Objetivo del ejercicio
Responde estas preguntas a partir del artículo de opinión sobre la desigualdad de género:
(a) En los discursos públicos, ¿a qué nos referimos cuando hablamos de desigualdad de género?
(b) ¿Qué grupo se describe como infrarrepresentado y a menudo discriminado?
(c) ¿Qué materia enseña Susanne Bruckmüller y en qué universidad?

Documento
--------------------------------
OPINIÓN
En el ámbito social e institucional, en los discursos públicos, hablamos de la desigualdad de género refiriéndonos a las desventajas de las mujeres.
¿Qué repercusiones tiene para las mujeres (el grupo infrarrepresentado y a menudo discriminado) el hecho de que pongamos el punto de mira en su situación de desaventajadas y no en la situación aventajada de los hombres? Me propongo hacer unos apuntes y sugerencias. Para empezar, me parece que plantear la desigualdad de género desde un único punto de vista (entendida como una desventaja o menoscabo de las mujeres) dificulta ver esta desigualdad de otra manera que no sea la que implica este marco concreto. Cabe decir que me he apoyado en los trabajos de Susanne Bruckmüller (profesora de Psicología Social en la Universidad Friedrich Alexander de Erlangen-Nuremberg, Alemania) y colaboradores. Sin duda es una de las investigadoras que más ha estudiado como la manera que describimos las situaciones de desigualdad de género, poniendo el enfoque en las mujeres o bien en los hombres, afecta nuestra percepción del problema.
--------------------------------
Registros de datos
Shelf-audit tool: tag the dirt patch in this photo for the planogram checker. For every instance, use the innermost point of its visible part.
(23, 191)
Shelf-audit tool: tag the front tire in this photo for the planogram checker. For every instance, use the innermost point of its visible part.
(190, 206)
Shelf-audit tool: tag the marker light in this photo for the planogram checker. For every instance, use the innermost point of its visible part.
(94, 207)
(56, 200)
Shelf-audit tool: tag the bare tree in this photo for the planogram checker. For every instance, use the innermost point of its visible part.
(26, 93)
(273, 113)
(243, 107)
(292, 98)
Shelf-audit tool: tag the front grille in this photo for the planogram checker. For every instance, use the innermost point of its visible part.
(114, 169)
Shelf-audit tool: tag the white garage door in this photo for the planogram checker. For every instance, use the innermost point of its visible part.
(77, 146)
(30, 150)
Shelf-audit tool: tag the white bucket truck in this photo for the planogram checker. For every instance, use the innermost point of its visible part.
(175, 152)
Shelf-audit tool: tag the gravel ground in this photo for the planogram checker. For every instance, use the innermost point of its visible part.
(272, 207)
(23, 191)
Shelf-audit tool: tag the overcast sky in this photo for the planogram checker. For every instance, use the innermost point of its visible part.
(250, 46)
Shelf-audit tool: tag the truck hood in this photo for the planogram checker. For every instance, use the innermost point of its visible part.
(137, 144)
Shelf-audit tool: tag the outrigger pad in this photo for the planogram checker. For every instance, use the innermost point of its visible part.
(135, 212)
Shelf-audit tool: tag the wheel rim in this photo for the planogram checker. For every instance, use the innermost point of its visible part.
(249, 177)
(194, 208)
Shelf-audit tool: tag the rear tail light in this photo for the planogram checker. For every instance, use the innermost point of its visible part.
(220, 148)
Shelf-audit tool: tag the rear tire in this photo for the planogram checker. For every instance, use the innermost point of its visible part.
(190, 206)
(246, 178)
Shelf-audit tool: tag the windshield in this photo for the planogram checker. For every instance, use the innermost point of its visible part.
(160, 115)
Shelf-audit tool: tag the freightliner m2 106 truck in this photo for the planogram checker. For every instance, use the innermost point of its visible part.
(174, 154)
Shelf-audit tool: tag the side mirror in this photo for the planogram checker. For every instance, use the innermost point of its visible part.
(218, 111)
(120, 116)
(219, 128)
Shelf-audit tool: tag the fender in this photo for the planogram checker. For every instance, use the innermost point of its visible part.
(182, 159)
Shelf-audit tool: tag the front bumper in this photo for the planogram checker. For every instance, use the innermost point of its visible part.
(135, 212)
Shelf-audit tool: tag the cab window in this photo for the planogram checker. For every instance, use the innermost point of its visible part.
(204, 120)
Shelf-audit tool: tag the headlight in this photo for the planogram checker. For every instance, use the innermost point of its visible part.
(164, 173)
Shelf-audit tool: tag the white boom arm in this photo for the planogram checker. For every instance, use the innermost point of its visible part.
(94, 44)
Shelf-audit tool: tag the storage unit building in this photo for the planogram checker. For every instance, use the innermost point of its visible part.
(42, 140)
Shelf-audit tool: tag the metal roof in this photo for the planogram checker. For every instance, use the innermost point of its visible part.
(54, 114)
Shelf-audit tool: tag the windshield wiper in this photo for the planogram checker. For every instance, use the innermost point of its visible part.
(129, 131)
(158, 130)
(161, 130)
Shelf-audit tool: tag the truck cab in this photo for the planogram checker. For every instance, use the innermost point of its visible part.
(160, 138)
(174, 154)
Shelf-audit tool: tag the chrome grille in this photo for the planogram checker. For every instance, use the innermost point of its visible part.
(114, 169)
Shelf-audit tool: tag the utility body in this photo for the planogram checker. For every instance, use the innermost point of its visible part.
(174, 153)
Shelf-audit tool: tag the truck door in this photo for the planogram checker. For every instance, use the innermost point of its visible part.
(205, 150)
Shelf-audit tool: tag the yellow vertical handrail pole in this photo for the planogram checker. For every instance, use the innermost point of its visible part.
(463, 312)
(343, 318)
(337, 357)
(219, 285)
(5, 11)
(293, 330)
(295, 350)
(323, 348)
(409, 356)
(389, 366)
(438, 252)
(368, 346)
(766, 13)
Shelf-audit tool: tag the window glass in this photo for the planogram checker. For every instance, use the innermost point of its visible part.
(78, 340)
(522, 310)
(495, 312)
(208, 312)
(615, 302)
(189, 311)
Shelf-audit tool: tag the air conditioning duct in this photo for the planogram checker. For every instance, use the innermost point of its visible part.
--------------------------------
Respuesta
(a) A las desventajas de las mujeres.
(b) Las mujeres.
(c) Psicología Social, en la Universidad Friedrich Alexander de Erlangen-Nuremberg, Alemania.